Text segment:
# Hydraulic lines



## FPRanch (Aug 7, 2021)

I recently purchased my first tractor used branson 4220. Had to replace a few hydraulic lines! In the process I did not mark the hoses, and I am wondering, where the hoses connect to the joystick controller, do those have to be in a certain spot? Or will my joystick movements just be different if not in the right spot??


----------



## Clifford B. (Nov 20, 2019)

You need to buy a manual for it first off, as far as other help your local dealer may help if he aint an asshat out fer
makin money and not customer relations.
Lesson to be learn't, mark the hoses before disconnecting or R&R only one hose at a time, saves a lot of head aches
and possible ribbing from yer peers........
As far as positioning yes they do have to be in a certain position or it won't work or possibly damage yer hydraulic system.

Requests:
- a) In the hydraulic lines thread, why does the reply say the hoses must go back in a certain position on the joystick controller? Answer in one to three sentences.
- b) Can you summarize the hydraulic lines thread in two sentences?
- c) Could you continue the hydraulic lines thread from where it stops?
The data after this thread isn't needed for any of these tasks.

Dataset:

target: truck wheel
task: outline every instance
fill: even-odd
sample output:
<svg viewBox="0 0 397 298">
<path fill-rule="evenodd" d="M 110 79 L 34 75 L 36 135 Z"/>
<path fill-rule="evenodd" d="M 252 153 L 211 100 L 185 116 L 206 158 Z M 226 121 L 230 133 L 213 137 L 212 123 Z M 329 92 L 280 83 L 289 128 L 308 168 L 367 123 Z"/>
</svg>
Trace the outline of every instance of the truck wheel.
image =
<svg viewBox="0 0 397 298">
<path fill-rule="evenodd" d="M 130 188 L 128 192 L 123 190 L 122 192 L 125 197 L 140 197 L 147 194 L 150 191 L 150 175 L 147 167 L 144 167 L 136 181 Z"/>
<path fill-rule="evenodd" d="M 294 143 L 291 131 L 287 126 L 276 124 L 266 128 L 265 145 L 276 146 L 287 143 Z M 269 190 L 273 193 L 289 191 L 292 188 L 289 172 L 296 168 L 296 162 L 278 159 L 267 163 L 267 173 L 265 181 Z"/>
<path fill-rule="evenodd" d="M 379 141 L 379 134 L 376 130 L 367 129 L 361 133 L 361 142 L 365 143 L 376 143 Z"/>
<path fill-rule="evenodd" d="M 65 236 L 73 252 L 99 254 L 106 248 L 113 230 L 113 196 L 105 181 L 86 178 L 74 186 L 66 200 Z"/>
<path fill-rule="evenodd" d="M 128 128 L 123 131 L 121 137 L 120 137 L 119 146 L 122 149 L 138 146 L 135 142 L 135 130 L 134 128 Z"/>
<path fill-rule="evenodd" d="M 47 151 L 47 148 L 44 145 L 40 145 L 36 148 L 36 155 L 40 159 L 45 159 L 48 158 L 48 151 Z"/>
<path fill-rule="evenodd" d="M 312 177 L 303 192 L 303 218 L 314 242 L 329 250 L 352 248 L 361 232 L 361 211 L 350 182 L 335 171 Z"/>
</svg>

The responses:
- a) According to the reply, the hoses have to be in a certain position because otherwise the system won't work. Connecting them wrong could also damage the hydraulic system.

- b) A new owner of a used Branson 4220 tractor replaced some hydraulic lines without marking them and asks whether the hoses at the joystick controller must go in specific spots. A reply recommends buying a manual and possibly asking the local dealer, advises marking hoses or replacing one at a time, and confirms that the hoses must be in a certain position or the system won't work and could be damaged.

- c)
Hopefully someone here can tell you what you need to know specifically, and again buy the manual 
it will be the best move you make for your tractor..........


----------



## SidecarFlip (Mar 25, 2021)

I always use different colored zip ties to mark the correct locations and I only replace one hose at a time so as not to mix them up. Yes, they have a correct order or your loader won't operate correctly. On my Kubota's each hose comes with a colored dust cap attached.


----------



## unsquidly (Jul 13, 2021)

Go to page 61 on this manual and see if that helps you out.......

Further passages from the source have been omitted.